BEGIN SELECTED EXCERPT

Question

Tool:Rlsim, A Package For Simulating Rna-Seq Library Preparation With Parameter Estimation

14

Entering edit mode

11.0 years ago

Botond Sipos ★ 1.7k

What is the rlsim package?

The rlsim package is a collection of tools for simulating RNA-seq library construction, aiming to reproduce the most important factors which are known to introduce significant biases in the currently used protocols: hexamer priming, PCR amplification and size selection.

It allows for a systematic exploration of the effects of the individual biasing factors and their interactions on downstream applications by simulating data under a variety of parameter sets.

The implicit simulation model implemented in the main tool (rlsim) is inspired by actual library preparation protocols and it is more general than the models used by the bias correction methods hence it allows for a fair assessment of their performance.

Although the simulation model was kept as simple as possible in order to aid usability, it still has too many parameters to be inferred from data produced by standard RNA-seq experiments. However, simulating datasets with properties similar to specific datasets is often useful. To address this, the package provides a tool (effest) implementing simple approaches for estimating the parameters which can be recovered from standard RNA-seq data (GC-dependent amplification efficiencies, fragment size distribution, relative expression levels).

The latest release and the package source is available from the rlsim GitHub repository: https://github.com/sbotond/rlsim

Citing the rlsim package

The rlsim manuscript is now on arXiv, with the analysis pipeline at https://github.com/sbotond/paper-rlsim:

Botond Sipos, Greg Slodkowicz, Tim Massingham, Nick Goldman (2013) Realistic simulations reveal extensive sample-specificity of RNA-seq biases arXiv:1308.3172

Getting more help

Please consult the package documentation for more help on the tools and the technical background. Also feel free to ask questions on BioStars, I will monitor the rlsim tag.

simulation rna-seq pcr illumina • 6.1k views

ADD COMMENT • link updated 10 months ago by Ram 43k • written 11.0 years ago by Botond Sipos ★ 1.7k

score 2 · Answer 1 · 2013-04-08

2

Entering edit mode

11.0 years ago

Istvan Albert 100k

Great stuff, we need tools like this so much!

END SELECTED EXCERPT

WHAT THE TASK ASKS –
Reproduce the rlsim post word for word, everything from "ADD COMMENT •" down to "this so much!".

BEGIN INFORMATION PROVIDED

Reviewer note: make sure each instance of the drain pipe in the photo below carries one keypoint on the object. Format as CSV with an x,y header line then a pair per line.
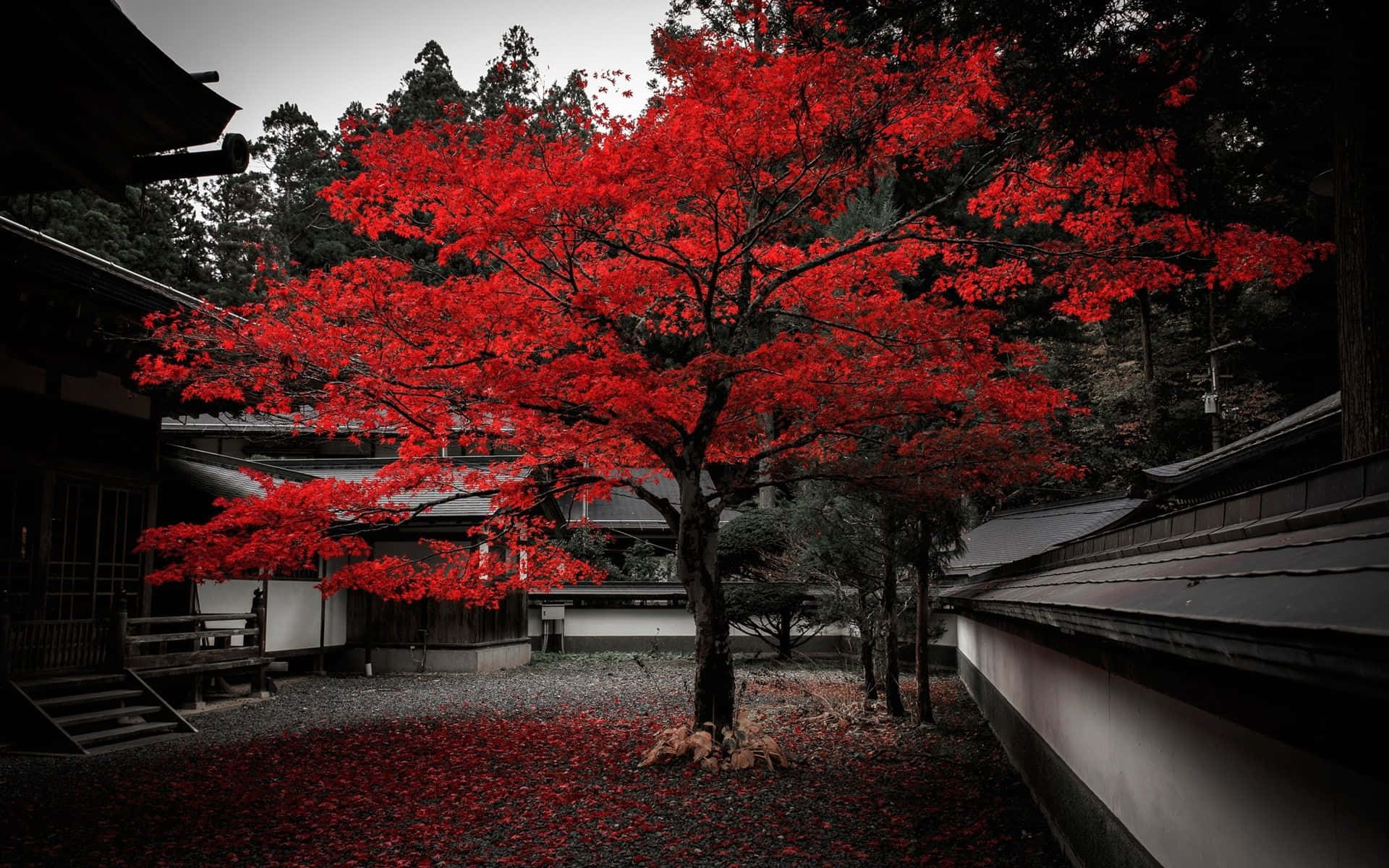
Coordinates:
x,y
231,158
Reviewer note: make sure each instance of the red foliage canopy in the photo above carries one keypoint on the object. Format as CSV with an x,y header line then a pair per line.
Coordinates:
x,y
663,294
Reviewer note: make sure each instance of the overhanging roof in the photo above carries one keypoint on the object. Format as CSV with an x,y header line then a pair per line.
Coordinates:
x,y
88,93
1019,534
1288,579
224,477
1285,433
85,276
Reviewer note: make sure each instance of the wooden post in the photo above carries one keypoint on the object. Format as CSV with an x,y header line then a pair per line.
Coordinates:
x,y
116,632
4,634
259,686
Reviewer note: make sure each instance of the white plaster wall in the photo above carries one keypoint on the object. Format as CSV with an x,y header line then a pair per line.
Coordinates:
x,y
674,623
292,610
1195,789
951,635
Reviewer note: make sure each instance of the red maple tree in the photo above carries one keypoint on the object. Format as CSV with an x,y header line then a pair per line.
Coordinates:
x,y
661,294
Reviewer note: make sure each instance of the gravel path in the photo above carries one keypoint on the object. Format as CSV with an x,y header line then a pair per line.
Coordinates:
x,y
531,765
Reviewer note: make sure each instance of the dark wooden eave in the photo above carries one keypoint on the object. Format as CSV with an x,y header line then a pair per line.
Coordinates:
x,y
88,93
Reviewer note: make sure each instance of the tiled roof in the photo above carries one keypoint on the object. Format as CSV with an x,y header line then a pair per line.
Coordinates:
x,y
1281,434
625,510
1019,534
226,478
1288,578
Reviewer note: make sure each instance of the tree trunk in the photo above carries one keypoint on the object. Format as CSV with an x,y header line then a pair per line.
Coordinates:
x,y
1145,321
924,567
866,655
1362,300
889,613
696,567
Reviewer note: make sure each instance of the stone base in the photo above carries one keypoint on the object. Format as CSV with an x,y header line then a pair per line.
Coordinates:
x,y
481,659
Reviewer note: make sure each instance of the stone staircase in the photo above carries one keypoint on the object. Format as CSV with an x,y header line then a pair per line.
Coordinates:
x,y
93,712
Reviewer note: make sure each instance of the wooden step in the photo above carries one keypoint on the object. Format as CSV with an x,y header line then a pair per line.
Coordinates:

END INFORMATION PROVIDED

REPLY –
ADD COMMENT • link updated 10 months ago by Ram 43k • written 11.0 years ago by Botond Sipos ★ 1.7k

score 2 · Answer 1 · 2013-04-08

2

Entering edit mode

11.0 years ago

Istvan Albert 100k

Great stuff, we need tools like this so much!